— Begin Information given —

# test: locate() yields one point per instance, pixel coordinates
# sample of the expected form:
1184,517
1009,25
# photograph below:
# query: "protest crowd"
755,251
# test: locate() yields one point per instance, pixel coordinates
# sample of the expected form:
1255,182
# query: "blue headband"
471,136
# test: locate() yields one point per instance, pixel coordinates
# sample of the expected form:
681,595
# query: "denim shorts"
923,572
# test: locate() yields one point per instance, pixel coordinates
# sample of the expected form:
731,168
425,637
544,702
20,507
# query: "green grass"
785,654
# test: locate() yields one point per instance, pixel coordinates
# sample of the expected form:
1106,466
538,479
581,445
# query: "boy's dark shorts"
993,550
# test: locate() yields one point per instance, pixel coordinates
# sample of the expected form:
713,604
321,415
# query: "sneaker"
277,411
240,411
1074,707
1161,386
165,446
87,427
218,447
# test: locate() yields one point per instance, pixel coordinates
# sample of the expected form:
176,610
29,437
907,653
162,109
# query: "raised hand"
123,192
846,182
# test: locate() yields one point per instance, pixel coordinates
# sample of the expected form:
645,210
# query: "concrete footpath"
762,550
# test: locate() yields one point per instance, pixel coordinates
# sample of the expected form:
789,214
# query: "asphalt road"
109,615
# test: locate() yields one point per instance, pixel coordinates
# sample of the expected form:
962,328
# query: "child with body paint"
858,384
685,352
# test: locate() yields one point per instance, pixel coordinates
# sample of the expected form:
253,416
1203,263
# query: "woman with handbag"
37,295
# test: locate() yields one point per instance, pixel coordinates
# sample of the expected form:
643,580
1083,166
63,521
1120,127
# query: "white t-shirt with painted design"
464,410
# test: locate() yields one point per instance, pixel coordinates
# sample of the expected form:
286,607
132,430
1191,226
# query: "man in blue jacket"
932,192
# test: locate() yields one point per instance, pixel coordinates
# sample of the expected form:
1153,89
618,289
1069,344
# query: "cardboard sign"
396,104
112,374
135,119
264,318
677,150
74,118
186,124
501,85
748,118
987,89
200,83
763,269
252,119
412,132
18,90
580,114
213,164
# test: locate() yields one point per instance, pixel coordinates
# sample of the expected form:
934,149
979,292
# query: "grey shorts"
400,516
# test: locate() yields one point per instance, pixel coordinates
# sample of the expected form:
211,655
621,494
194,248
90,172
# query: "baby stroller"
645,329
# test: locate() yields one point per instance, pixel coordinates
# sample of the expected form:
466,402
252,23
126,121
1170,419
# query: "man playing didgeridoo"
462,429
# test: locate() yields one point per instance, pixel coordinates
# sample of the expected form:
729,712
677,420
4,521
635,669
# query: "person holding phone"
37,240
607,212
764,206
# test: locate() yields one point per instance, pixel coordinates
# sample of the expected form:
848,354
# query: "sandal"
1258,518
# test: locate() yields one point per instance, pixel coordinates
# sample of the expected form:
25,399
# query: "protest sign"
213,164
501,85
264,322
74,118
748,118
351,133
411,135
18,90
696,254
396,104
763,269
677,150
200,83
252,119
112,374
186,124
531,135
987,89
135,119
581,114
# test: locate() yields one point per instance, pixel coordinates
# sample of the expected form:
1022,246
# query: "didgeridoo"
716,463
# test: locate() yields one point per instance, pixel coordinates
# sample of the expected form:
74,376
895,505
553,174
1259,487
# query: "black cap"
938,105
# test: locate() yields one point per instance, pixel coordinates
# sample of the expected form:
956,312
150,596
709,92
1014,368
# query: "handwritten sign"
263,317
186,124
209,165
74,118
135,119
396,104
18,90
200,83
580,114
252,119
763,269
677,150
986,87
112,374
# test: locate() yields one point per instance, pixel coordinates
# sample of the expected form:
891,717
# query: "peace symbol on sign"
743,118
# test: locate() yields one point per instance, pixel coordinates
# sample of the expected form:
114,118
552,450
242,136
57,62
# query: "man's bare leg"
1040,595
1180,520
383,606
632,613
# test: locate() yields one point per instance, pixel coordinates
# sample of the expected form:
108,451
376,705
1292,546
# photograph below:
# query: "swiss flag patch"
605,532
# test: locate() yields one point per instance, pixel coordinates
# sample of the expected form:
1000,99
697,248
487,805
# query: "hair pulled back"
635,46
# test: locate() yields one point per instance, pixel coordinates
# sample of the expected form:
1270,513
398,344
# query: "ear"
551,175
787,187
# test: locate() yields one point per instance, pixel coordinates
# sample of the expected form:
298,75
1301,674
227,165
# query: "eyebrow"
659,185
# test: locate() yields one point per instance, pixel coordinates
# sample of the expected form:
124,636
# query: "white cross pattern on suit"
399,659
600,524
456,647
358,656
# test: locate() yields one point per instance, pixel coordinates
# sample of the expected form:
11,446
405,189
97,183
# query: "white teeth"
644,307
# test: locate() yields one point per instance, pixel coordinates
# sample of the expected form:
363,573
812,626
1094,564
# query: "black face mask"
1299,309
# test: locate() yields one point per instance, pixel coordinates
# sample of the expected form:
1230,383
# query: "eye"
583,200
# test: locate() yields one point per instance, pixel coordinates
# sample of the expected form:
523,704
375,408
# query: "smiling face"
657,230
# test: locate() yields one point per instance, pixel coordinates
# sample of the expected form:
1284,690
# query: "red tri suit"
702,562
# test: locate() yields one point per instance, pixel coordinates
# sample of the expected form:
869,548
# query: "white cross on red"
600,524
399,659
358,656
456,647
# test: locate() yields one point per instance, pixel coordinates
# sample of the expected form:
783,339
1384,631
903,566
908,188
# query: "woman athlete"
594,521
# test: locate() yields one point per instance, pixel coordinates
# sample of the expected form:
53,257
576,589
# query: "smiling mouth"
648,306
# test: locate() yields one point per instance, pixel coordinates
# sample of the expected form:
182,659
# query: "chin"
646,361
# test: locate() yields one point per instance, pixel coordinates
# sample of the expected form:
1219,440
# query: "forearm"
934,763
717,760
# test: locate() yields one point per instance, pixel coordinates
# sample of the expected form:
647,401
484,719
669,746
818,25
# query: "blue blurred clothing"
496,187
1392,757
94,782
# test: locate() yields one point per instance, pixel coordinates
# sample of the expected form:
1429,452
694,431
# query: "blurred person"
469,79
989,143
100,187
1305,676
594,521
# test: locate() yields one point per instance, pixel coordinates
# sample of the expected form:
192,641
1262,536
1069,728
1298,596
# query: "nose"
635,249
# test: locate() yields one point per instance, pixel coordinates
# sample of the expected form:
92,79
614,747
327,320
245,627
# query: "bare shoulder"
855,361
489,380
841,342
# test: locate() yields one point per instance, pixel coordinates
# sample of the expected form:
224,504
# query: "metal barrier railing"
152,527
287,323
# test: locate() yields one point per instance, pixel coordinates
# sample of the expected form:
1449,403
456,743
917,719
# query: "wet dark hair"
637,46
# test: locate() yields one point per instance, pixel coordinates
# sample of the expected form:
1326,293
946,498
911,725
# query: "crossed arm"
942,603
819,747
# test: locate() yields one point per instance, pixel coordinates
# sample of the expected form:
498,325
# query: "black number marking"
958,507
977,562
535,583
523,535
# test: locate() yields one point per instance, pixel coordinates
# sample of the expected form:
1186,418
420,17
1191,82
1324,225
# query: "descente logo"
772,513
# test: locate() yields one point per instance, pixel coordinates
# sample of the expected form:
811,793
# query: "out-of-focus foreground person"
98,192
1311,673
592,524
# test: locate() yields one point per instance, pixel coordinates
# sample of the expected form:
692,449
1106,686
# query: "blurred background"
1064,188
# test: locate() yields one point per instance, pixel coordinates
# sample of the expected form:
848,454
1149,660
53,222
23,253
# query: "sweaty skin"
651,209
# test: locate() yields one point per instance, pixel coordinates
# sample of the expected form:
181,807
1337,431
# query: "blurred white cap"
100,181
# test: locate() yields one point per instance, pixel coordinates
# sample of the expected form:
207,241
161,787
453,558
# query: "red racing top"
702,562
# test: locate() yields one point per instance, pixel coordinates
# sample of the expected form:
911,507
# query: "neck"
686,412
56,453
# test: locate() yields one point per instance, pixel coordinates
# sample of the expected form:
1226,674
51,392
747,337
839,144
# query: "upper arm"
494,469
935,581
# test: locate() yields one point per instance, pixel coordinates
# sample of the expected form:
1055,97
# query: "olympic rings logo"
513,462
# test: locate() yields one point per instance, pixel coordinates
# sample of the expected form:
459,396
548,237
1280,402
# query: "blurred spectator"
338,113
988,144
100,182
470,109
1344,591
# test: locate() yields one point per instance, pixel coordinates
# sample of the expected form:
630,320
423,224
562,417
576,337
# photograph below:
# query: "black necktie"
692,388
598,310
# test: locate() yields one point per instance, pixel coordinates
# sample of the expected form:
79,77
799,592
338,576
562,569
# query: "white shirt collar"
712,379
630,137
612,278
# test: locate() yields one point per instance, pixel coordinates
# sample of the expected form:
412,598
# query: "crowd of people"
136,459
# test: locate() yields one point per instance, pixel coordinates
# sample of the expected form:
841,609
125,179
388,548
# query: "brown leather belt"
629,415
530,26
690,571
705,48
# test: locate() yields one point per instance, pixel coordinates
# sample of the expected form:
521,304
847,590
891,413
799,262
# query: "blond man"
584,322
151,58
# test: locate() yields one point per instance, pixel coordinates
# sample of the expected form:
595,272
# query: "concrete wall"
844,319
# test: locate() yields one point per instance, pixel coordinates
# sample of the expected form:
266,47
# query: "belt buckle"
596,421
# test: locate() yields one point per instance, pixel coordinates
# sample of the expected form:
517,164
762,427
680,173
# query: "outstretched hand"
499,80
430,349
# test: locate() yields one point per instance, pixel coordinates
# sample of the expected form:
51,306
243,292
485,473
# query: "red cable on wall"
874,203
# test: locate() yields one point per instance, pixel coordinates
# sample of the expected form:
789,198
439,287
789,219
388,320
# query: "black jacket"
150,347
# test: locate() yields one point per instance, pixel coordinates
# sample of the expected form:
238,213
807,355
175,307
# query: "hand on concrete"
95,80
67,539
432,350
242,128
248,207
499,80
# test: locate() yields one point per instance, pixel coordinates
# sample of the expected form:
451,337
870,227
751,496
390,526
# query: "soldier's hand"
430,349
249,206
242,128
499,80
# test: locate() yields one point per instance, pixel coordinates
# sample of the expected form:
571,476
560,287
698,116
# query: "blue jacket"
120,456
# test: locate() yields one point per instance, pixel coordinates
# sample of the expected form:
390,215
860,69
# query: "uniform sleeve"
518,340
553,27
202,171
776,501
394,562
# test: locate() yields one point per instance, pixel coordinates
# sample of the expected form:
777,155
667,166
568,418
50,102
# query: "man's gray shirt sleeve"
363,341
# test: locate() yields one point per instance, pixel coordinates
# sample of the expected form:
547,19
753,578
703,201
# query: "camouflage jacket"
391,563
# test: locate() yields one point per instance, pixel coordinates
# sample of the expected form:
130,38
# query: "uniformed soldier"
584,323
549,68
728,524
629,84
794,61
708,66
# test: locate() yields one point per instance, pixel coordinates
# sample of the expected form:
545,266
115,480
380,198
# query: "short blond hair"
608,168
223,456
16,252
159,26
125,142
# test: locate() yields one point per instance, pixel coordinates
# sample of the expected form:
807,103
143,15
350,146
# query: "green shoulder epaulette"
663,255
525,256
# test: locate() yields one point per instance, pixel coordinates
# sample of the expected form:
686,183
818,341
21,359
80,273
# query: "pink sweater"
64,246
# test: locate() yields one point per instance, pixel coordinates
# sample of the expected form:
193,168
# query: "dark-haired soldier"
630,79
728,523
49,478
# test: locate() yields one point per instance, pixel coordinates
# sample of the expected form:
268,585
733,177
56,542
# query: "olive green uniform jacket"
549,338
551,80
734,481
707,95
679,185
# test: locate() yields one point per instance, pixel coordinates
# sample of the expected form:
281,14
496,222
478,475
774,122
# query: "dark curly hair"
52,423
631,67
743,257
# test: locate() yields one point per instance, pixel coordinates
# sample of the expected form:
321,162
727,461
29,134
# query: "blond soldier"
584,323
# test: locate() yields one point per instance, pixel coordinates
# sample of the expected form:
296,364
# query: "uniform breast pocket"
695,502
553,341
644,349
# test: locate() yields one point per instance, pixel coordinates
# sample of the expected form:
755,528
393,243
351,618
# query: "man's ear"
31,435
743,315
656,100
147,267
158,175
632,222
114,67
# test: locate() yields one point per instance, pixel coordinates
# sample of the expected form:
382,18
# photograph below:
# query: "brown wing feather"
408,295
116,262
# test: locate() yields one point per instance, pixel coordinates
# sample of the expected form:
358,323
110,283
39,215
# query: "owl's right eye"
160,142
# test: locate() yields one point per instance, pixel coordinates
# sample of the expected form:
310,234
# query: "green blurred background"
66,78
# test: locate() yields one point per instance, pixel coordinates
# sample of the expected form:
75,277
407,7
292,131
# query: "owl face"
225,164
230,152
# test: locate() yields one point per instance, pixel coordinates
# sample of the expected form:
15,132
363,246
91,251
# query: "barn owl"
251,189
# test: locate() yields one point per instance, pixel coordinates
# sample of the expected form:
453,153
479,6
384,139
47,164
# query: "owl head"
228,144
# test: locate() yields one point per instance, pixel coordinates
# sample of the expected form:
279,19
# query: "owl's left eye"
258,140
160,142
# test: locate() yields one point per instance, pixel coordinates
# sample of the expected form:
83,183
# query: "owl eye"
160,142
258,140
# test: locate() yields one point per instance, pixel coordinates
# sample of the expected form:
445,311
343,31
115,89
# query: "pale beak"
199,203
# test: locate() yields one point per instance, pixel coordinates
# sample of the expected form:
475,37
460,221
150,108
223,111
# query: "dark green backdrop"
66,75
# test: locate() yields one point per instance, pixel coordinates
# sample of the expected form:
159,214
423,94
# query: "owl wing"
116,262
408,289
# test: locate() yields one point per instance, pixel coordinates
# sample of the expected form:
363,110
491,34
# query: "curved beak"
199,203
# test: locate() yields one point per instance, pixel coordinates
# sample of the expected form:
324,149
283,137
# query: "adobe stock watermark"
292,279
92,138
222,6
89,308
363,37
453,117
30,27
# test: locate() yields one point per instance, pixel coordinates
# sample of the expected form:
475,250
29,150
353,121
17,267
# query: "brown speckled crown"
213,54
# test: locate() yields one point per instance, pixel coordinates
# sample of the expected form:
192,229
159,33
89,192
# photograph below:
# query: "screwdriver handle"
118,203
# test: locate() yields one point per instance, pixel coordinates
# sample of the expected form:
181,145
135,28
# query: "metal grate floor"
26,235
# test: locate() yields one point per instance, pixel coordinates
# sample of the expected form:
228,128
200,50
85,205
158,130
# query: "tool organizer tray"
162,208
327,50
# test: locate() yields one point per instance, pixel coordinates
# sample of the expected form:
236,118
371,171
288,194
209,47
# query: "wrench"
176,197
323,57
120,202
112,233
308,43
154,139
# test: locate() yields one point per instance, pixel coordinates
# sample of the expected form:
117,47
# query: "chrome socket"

— End Information given —

Exercise description:
Print every line above that contains the string "person". The match is case-sensitive.

Task output:
# query: "person holding phone"
# query: "blurred person"
# query: "out-of-focus foreground person"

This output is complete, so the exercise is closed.